▶ Referring expression pointing data:
• • •

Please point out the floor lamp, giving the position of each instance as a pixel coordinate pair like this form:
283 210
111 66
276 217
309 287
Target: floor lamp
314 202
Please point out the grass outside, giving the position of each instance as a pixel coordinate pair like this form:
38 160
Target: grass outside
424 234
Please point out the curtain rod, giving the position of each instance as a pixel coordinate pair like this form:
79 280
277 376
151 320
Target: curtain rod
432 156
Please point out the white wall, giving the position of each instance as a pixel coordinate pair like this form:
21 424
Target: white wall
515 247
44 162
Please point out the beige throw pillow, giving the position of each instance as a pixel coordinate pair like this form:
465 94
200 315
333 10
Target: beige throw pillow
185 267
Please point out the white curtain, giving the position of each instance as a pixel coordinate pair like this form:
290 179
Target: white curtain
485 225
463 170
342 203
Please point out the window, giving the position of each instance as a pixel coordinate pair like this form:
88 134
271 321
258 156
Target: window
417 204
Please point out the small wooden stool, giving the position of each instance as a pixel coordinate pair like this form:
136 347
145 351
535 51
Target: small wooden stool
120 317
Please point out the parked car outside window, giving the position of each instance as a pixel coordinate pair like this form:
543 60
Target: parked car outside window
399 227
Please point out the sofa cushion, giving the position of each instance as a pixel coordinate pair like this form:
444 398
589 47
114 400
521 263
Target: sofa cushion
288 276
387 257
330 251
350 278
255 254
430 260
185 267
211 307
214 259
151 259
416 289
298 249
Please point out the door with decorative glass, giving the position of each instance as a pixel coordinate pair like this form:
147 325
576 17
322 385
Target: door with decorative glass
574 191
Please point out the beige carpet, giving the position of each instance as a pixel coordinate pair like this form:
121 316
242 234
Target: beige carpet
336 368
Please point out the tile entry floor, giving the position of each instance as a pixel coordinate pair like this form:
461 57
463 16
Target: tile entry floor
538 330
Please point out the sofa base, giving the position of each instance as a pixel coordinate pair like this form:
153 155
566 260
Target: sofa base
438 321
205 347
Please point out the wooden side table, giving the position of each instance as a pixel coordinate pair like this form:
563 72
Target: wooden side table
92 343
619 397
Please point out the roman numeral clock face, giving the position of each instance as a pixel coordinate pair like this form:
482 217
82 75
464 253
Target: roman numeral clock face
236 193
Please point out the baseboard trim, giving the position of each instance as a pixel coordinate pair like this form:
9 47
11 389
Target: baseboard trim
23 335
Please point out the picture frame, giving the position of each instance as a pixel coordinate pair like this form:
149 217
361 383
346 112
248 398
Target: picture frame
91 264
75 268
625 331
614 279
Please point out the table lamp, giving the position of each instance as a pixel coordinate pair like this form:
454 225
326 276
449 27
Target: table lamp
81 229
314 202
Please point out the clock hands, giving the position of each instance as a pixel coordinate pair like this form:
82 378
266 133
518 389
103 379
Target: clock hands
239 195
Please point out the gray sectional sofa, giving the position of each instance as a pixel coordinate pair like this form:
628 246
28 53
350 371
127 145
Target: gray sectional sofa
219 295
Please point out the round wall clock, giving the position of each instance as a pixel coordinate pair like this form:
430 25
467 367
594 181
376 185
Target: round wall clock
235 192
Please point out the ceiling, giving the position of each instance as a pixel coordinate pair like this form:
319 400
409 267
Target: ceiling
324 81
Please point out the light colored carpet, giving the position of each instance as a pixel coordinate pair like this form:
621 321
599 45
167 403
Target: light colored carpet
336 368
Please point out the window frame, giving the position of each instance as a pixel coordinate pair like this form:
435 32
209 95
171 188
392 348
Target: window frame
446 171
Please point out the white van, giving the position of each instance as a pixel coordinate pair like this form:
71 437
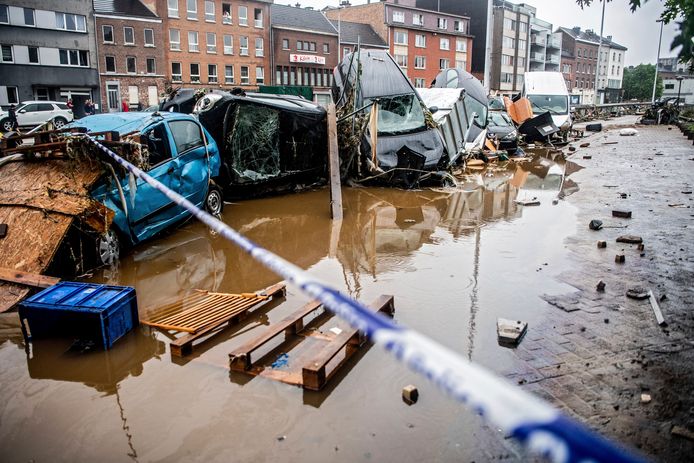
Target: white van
547 92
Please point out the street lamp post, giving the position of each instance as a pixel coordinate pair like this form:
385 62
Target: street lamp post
655 79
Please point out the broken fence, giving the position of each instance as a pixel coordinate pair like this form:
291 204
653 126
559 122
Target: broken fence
540 427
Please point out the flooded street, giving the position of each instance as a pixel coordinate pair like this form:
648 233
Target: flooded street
455 259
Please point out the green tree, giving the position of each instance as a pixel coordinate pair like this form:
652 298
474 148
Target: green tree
638 83
674 9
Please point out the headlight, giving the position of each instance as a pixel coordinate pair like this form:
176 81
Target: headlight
206 102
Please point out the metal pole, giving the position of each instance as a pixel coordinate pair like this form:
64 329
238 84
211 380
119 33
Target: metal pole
597 67
655 79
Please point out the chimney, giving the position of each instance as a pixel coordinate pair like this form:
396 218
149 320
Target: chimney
151 5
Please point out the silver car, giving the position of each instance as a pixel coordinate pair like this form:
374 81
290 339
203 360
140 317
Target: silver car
33 113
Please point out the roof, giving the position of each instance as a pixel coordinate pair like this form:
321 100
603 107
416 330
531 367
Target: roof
591 37
123 8
356 32
300 18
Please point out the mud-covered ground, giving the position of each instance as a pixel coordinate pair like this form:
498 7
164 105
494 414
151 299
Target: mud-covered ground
455 259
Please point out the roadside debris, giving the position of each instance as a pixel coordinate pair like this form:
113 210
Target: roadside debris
510 332
410 394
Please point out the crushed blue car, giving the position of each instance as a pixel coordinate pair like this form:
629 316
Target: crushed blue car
178 152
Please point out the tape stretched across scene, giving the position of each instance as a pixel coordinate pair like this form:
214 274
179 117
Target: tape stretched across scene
540 427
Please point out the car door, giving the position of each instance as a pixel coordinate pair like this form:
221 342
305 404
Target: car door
152 210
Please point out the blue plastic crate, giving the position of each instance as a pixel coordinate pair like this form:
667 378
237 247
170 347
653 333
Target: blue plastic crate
98 313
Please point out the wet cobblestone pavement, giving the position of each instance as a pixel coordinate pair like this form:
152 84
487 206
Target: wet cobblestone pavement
600 351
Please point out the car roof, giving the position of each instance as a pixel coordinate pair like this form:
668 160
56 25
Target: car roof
126 122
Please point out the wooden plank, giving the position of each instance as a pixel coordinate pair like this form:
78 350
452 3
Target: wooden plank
26 278
315 374
240 358
334 166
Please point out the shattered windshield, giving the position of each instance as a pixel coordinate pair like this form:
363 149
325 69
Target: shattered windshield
400 114
555 104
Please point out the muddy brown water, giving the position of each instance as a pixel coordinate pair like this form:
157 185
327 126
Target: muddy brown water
454 258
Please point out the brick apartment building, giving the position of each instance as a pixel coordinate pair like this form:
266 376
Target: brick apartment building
131 54
422 41
305 49
215 43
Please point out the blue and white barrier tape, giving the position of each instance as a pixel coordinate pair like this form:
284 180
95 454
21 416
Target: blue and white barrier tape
539 426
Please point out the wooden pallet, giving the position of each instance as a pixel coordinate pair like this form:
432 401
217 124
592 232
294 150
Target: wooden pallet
203 313
315 356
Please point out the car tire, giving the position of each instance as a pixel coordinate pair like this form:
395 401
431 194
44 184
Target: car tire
6 125
214 200
108 248
59 122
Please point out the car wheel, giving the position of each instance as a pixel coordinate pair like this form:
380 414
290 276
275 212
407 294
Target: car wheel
214 202
59 122
108 248
6 125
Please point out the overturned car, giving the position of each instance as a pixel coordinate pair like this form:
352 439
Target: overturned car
386 132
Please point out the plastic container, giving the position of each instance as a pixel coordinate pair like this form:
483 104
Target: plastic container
90 312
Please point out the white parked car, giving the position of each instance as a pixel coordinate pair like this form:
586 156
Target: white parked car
33 113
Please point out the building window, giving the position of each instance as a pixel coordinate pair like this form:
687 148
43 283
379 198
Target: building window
34 55
176 75
259 47
131 65
259 75
128 36
228 45
149 37
192 9
226 13
73 57
110 64
193 41
173 12
211 40
68 22
212 73
209 11
107 33
29 17
174 39
400 37
194 72
151 66
401 60
461 45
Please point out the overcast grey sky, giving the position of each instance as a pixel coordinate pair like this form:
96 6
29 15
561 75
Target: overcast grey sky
636 31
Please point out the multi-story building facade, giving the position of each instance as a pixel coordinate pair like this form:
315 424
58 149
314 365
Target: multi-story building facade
215 43
305 49
510 46
131 54
422 41
48 52
545 47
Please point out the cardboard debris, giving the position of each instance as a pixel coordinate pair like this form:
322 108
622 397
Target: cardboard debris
510 332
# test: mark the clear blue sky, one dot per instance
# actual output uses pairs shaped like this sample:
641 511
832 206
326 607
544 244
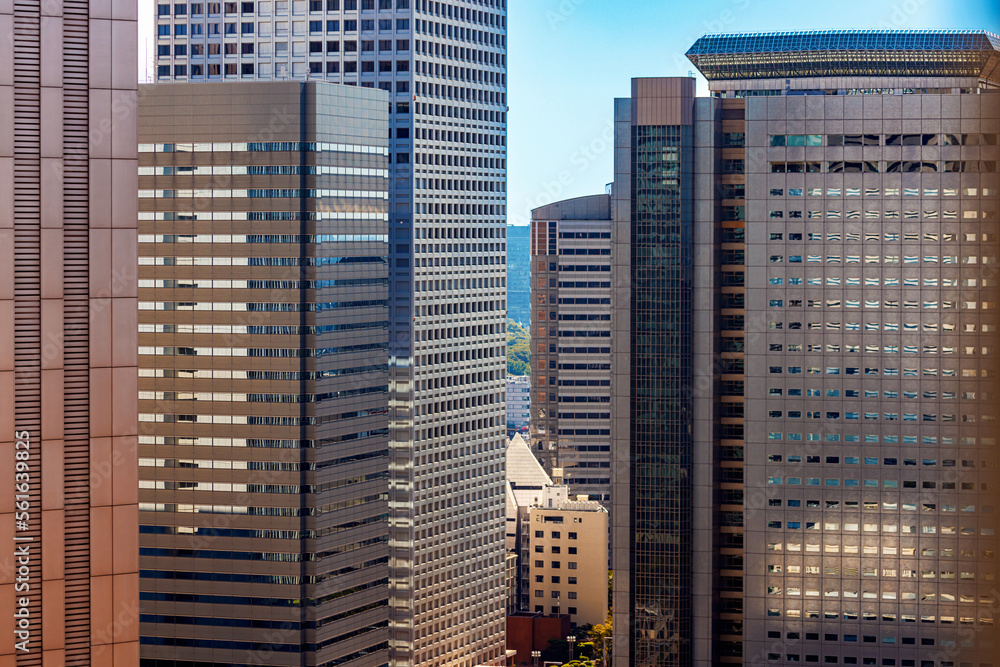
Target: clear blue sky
568 59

• • •

Starting at the line that holds "Target: building window", print each line through the last one of the entries above, exactly and with both ends included; no pictures.

Target: building window
34 55
176 75
259 47
131 65
259 75
128 36
228 45
149 37
192 9
226 13
73 57
110 64
193 41
173 12
211 40
68 22
212 73
209 11
107 33
29 17
174 39
400 37
194 72
151 66
401 60
461 45
Please point out the overcast grey sky, giving the position of each instance as a pixel coordinate pair like this form:
96 6
29 15
561 75
Target: overcast grey sky
636 31
Please point out the multi-story building facade, giving the position of each instance as a pixel coordinate pair like this form:
315 424
58 149
314 365
Target: multi-story building facade
215 43
305 49
510 46
131 54
422 41
48 52
545 47
Please point out the cardboard debris, giving the position of each instance as a pixel coordinate pair like this form:
322 108
622 397
Target: cardboard debris
510 332
# test: mark the clear blue sky, one dot per instance
# actual output uses pairs shaped like this sample:
641 511
832 206
326 607
544 244
Target: clear blue sky
568 59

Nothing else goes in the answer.